-------- Material shown --------

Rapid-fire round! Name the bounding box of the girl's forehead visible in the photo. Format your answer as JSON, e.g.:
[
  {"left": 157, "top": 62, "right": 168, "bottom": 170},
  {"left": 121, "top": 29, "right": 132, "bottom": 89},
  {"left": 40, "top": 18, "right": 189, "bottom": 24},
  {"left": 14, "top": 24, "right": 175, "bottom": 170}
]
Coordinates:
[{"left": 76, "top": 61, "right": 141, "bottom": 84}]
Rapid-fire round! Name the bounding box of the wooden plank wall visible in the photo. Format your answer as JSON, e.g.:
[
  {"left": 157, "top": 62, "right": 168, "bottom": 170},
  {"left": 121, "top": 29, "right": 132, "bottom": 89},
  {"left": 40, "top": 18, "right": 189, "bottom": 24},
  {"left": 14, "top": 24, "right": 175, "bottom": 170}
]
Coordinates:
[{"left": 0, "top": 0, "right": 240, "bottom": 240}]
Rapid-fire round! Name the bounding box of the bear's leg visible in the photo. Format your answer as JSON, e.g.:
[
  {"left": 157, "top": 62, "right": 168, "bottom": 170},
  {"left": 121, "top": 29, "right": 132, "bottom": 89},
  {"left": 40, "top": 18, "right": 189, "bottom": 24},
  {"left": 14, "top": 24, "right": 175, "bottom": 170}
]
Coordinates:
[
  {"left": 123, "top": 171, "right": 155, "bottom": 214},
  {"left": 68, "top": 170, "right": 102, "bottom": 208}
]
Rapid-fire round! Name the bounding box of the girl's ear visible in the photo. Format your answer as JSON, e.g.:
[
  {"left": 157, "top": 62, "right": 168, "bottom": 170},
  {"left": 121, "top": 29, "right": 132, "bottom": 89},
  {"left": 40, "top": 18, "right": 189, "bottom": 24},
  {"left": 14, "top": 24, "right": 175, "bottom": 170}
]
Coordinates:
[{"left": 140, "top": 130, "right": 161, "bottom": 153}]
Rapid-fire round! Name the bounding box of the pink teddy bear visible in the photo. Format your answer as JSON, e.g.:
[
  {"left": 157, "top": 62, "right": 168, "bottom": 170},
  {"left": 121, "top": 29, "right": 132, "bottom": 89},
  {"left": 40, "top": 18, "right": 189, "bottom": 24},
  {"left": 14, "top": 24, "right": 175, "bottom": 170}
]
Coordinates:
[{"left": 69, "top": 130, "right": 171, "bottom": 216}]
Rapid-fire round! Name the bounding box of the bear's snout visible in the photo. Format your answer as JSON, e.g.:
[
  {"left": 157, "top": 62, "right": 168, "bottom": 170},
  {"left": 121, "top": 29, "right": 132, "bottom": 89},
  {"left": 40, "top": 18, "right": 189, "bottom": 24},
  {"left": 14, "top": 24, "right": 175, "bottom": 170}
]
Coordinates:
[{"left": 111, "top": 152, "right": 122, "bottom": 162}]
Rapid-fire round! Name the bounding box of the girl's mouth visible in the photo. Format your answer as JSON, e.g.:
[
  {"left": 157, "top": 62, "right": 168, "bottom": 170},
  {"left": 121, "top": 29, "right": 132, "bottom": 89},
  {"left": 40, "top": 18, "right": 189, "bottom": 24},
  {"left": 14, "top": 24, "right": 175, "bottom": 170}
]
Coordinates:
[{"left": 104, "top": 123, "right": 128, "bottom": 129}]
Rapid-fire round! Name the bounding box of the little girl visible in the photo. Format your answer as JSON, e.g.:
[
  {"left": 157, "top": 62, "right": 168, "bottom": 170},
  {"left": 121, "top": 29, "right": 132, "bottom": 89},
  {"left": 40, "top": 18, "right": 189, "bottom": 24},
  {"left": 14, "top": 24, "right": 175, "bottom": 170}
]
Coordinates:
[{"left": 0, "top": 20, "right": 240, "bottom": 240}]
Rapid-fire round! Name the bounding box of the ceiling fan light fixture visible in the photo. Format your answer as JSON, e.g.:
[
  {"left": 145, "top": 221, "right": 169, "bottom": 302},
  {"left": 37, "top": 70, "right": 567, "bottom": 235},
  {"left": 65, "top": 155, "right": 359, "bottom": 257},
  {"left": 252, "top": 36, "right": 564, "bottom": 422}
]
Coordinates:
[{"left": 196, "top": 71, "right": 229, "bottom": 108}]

--------

Please copy out the records starting with the line that contains "Rapid-fire round! Name the bounding box of the pink" and going on through the end of the records, swapping "Coordinates" for "Location" and leaving everything else unchanged.

> Reply to the task
Rapid-fire round! Name the bounding box of the pink teddy bear visible in the photo. Format your answer as JSON, e.g.:
[
  {"left": 157, "top": 62, "right": 168, "bottom": 170},
  {"left": 121, "top": 29, "right": 132, "bottom": 89},
  {"left": 40, "top": 18, "right": 189, "bottom": 24},
  {"left": 14, "top": 24, "right": 175, "bottom": 170}
]
Location:
[{"left": 69, "top": 130, "right": 171, "bottom": 216}]
Rapid-fire round! Name the bounding box of the bear's snout visible in the photo. Format your answer as JSON, e.g.:
[
  {"left": 157, "top": 62, "right": 168, "bottom": 170},
  {"left": 121, "top": 29, "right": 132, "bottom": 89},
  {"left": 40, "top": 18, "right": 189, "bottom": 24},
  {"left": 14, "top": 24, "right": 175, "bottom": 170}
]
Location:
[{"left": 111, "top": 152, "right": 122, "bottom": 162}]
Rapid-fire round! Name the bounding box of the girl's mouth visible in the photo. Format your answer as JSON, e.g.:
[
  {"left": 157, "top": 62, "right": 168, "bottom": 170},
  {"left": 121, "top": 29, "right": 132, "bottom": 89},
  {"left": 40, "top": 18, "right": 189, "bottom": 24},
  {"left": 14, "top": 24, "right": 175, "bottom": 170}
]
Location:
[{"left": 104, "top": 123, "right": 128, "bottom": 129}]
Rapid-fire round! Name the bounding box of the little girl visible in the photo. Format your answer as JSON, e.g.:
[
  {"left": 157, "top": 62, "right": 168, "bottom": 170},
  {"left": 121, "top": 29, "right": 132, "bottom": 89},
  {"left": 40, "top": 18, "right": 189, "bottom": 24},
  {"left": 14, "top": 24, "right": 175, "bottom": 170}
]
Location:
[{"left": 0, "top": 20, "right": 240, "bottom": 240}]
Rapid-fire round! Name the bounding box of the ceiling fan light fixture visible in the photo. Format your answer as JSON, e.g.:
[
  {"left": 145, "top": 221, "right": 169, "bottom": 302},
  {"left": 37, "top": 70, "right": 567, "bottom": 235},
  {"left": 65, "top": 155, "right": 359, "bottom": 257},
  {"left": 252, "top": 36, "right": 564, "bottom": 422}
]
Location:
[{"left": 196, "top": 71, "right": 229, "bottom": 108}]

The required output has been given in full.